Coordinate annotation entries
----------------------------------------

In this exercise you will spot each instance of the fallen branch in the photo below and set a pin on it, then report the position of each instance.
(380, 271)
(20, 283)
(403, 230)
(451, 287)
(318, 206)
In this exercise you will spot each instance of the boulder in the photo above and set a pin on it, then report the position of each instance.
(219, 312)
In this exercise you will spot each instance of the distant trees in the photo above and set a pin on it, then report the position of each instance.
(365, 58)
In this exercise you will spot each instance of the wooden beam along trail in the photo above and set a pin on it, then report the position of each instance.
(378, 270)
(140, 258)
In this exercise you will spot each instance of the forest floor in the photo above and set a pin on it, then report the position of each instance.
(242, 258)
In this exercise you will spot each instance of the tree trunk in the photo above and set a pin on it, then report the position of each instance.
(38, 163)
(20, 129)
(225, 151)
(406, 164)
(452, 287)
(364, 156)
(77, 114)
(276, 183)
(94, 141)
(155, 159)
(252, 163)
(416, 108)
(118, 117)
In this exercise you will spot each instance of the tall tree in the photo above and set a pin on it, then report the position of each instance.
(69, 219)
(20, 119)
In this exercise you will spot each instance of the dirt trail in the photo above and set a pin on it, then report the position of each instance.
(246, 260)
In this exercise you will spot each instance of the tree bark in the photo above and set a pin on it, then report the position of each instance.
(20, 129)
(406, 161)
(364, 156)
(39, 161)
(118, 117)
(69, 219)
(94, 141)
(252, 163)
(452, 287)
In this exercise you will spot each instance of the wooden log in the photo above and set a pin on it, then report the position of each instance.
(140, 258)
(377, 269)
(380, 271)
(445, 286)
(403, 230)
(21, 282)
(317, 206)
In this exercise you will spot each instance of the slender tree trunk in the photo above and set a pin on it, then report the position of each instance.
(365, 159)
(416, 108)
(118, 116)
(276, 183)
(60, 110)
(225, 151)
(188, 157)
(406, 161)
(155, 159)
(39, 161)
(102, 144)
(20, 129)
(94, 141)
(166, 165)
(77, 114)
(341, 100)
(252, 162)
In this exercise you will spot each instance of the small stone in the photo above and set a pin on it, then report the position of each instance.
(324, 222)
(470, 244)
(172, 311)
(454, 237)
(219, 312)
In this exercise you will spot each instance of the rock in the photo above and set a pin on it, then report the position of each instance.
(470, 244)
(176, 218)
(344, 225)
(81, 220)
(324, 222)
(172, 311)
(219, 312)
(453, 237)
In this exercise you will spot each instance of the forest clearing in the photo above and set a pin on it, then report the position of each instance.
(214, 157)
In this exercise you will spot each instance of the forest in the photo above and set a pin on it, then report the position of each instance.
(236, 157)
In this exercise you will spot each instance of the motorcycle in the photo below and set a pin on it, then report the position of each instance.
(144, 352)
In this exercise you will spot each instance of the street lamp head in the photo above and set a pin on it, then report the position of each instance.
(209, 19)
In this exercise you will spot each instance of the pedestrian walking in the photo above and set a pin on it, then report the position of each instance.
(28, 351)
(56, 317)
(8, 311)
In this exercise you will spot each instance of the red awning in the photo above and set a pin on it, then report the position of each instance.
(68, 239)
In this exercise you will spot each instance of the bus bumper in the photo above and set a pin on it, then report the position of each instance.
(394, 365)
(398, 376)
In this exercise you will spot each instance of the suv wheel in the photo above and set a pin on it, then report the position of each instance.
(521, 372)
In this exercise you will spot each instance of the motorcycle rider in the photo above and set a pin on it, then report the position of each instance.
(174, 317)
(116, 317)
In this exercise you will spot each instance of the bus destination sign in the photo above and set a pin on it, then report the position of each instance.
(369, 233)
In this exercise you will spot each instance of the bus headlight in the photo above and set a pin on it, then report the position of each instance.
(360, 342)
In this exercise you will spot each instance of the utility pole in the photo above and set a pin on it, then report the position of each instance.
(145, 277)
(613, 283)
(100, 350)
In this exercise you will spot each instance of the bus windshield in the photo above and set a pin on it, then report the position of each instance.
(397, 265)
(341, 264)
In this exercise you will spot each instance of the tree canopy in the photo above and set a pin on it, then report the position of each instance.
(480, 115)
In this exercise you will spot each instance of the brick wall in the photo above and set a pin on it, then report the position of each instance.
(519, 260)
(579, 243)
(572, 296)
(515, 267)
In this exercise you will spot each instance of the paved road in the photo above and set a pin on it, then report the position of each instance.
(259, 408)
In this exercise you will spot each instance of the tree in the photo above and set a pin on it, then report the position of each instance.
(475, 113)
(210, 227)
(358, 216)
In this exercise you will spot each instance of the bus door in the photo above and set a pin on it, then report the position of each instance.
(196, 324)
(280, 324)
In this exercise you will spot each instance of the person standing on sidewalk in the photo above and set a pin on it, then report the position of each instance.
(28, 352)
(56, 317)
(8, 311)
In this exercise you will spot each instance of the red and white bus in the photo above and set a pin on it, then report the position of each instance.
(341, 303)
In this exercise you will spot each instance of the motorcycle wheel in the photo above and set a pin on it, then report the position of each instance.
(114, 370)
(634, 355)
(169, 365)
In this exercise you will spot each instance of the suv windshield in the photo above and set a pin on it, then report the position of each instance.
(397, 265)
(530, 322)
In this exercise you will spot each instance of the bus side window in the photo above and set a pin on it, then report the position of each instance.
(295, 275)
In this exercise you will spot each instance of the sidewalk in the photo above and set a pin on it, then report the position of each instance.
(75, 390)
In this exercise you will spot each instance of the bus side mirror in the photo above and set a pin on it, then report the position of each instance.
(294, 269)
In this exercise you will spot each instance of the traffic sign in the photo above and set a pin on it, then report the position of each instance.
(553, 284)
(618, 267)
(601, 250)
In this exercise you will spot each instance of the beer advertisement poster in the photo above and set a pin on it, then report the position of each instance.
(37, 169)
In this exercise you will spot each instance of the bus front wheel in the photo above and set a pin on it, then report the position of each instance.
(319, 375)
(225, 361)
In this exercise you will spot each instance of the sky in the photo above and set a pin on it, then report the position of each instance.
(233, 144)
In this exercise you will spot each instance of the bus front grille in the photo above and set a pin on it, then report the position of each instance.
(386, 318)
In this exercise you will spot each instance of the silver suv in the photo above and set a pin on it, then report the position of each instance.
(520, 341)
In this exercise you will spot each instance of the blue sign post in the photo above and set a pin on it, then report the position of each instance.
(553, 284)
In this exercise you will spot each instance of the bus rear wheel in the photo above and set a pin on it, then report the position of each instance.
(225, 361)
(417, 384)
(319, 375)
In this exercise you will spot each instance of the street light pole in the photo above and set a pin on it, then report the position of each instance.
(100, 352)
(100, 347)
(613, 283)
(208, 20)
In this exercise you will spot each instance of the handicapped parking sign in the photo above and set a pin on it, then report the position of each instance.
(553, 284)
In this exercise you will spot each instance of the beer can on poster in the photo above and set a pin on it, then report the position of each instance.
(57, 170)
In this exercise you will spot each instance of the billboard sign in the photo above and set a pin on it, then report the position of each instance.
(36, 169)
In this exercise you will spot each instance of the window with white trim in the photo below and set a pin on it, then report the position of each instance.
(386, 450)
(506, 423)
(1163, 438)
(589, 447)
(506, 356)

----------------------------------------

_Stated task:_
Repeat each record exactly. Omit nothing.

_Answer to the task:_
In this exercise you will spot each instance of the fallen branch in the photo below and set a pin on it, then report the position of each instance.
(380, 271)
(20, 283)
(403, 230)
(451, 287)
(318, 206)
In this exercise you will spot each instance of the boulder in the photo above and set a pin on it, then report the position of each instance.
(219, 312)
In this exercise you will spot each instance of the distant trees in the photo above and set a pin on it, then report the position of each instance.
(365, 58)
In this exercise you will spot each instance of the wooden beam along trail in the photo above and set a pin on it, then report the position of each instance.
(378, 270)
(140, 258)
In this exercise you will spot each instance of the forest floor in the photo above and set a pin on it, then report the position of each instance.
(242, 258)
In this exercise you will spot each instance of the tree trunk in the photo above and set a pin on it, then report the position of each instance.
(38, 163)
(20, 129)
(225, 151)
(406, 164)
(452, 287)
(364, 156)
(77, 114)
(276, 183)
(94, 141)
(155, 159)
(252, 163)
(416, 108)
(118, 117)
In this exercise you will spot each instance of the tall tree in the photo above and set a pin on it, then report the position of each instance.
(69, 219)
(20, 119)
In this exercise you will spot each instance of the dirt trail in the photo above and set a pin on it, then report the position of each instance.
(246, 260)
In this exercise you will spot each instance of the tree bark in the photo above and set a pin on it, then report the position of each instance.
(20, 129)
(406, 161)
(364, 156)
(39, 161)
(118, 117)
(69, 219)
(94, 141)
(252, 163)
(452, 287)
In this exercise you will spot each instance of the wooden log in the photo above and set a pin on it, then report the position of each instance.
(140, 258)
(377, 269)
(380, 271)
(445, 286)
(403, 230)
(21, 282)
(317, 206)
In this exercise you will spot each instance of the slender tree trunk in the photo above and set a pin on it, then report the position of each instance.
(365, 159)
(416, 108)
(118, 116)
(276, 183)
(60, 110)
(225, 151)
(188, 157)
(406, 161)
(155, 159)
(39, 161)
(102, 144)
(20, 129)
(94, 141)
(166, 165)
(77, 114)
(341, 100)
(252, 162)
In this exercise you will spot each instance of the small stone in the photo above and set a pin on it, then report the position of each instance.
(324, 222)
(470, 244)
(172, 311)
(454, 237)
(219, 312)
In this exercise you will spot each instance of the rock in the photo above and set a pin on it, then report the position of each instance.
(470, 244)
(176, 218)
(344, 225)
(81, 220)
(324, 222)
(172, 311)
(219, 312)
(453, 237)
In this exercise you will spot each instance of the forest clearing in the photo above and set a pin on it, then report the position of each instance.
(214, 157)
In this exercise you will spot each instance of the forest in the photo above and set a pin on it, then report the position of each instance.
(236, 157)
In this exercise you will spot each instance of the motorcycle in the photo below and set a pin on it, then report the position of each instance.
(144, 352)
In this exercise you will spot each instance of the street lamp head in the photo above and set a pin on it, then report the position of each instance.
(209, 19)
In this exercise you will spot each instance of the pedestrian walking in the photo above and set a pin on it, then report the position of each instance.
(28, 351)
(56, 317)
(8, 311)
In this exercise you will spot each instance of the red awning in the photo above and set a pin on it, then report the position of each instance.
(68, 239)
In this exercise you will spot each instance of the bus bumper in the photo above and set a pin on it, then report the position of each instance.
(394, 365)
(398, 376)
In this exercise you will spot each instance of the suv wheel in the photo above and set a pin on it, then report the position of each instance.
(521, 372)
In this exercise you will spot each instance of the motorcycle rider in the photo above and set a pin on it, then report the position of each instance.
(174, 317)
(116, 317)
In this exercise you will spot each instance of the bus destination sign in the photo above and set a pin on it, then report the position of each instance.
(369, 233)
In this exercise you will spot each instance of the bus headlight in the photo above and set a pin on it, then report the position of each instance.
(360, 342)
In this exercise you will spot each instance of the utility pole in the photo above and set a pin on it, then report the position of each instance.
(145, 277)
(613, 283)
(100, 350)
In this exercise you will spot each instance of the bus windshield in the photo above and set a pin on it, then report the position of each instance.
(397, 265)
(341, 264)
In this exercise you will spot each instance of the tree canopy in the photo above and set a pin on it, then report the position of each instance.
(480, 115)
In this exercise you will spot each instance of the brick wall in the photo above and set a pin on it, then report the position of each instance.
(519, 260)
(579, 243)
(572, 296)
(515, 267)
In this exercise you will spot each instance of the paved road in the photo above and set a pin on it, then report the position of each instance.
(259, 408)
In this exercise you will spot each instance of the tree in the photo above and set a pin on it, then report the position of each instance.
(475, 113)
(210, 227)
(358, 216)
In this exercise you will spot each instance of the bus door in the photo above and set a pin on it, then report the position of each instance.
(196, 324)
(280, 324)
In this exercise you will spot each instance of the person standing on sidewalk in the photo above and set a pin on it, then report the position of each instance.
(28, 352)
(56, 317)
(8, 311)
In this exercise you will spot each instance of the red and white bus in the photo above and set a pin on it, then report the position of each instance.
(341, 303)
In this exercise you will spot each instance of the motorcycle wheel in the photo above and set a pin on it, then report the position of each instance.
(114, 370)
(634, 355)
(169, 365)
In this exercise you will spot each instance of the suv windshield in the photo above and set a pin on it, then report the position of each instance.
(397, 265)
(530, 322)
In this exercise you will spot each instance of the bus side window in the photo above and set a pin on it, then report the position of each instance.
(295, 275)
In this exercise you will spot each instance of the sidewalk in the photo above and set a pin on it, then report the position of each instance.
(75, 390)
In this exercise you will spot each instance of the bus side mirror in the photo above and set a pin on it, then report the position of each instance.
(294, 269)
In this exercise you will spot each instance of the traffic sign in the photo above and set a pin on it, then report the position of each instance.
(553, 284)
(618, 267)
(601, 250)
In this exercise you will spot each instance of the beer advertisement poster in the photo above and set a pin on it, then report the position of each instance.
(37, 169)
In this exercise you will spot each instance of the bus front wheel in the photo above and set a pin on it, then report the position of each instance.
(319, 375)
(225, 361)
In this exercise you will spot each instance of the sky in the photo above and set a pin on it, then report the position of each instance.
(233, 144)
In this exercise you will spot each instance of the bus front grille in the photo above and set a pin on it, then report the position of each instance.
(386, 318)
In this exercise you will spot each instance of the silver suv in the photo above and set a pin on it, then report the position of each instance.
(520, 341)
In this exercise you will spot each instance of the blue sign post in the photo above and set a pin on it, then report the position of each instance.
(553, 284)
In this exercise you will spot each instance of the bus rear wheel in the photo above and set a pin on it, then report the position of each instance.
(225, 361)
(417, 384)
(319, 375)
In this exercise you will spot each instance of the street light pole in the photo above and set a pin on it, then report the position of each instance.
(100, 352)
(100, 347)
(613, 283)
(208, 20)
In this exercise you will spot each instance of the handicapped parking sign in the photo above and set a pin on it, then report the position of each instance.
(553, 284)
In this exercise you will spot each instance of the beer can on poster in the photo above and set a pin on it, then report the position of each instance.
(57, 170)
In this exercise you will spot each instance of the billboard sign in the photo above and set a pin on it, then report the position of each instance.
(36, 169)
In this exercise you will spot each instance of the window with white trim in the photo below and set a pin on it, then report the position of each instance.
(386, 450)
(506, 423)
(1163, 438)
(589, 447)
(506, 356)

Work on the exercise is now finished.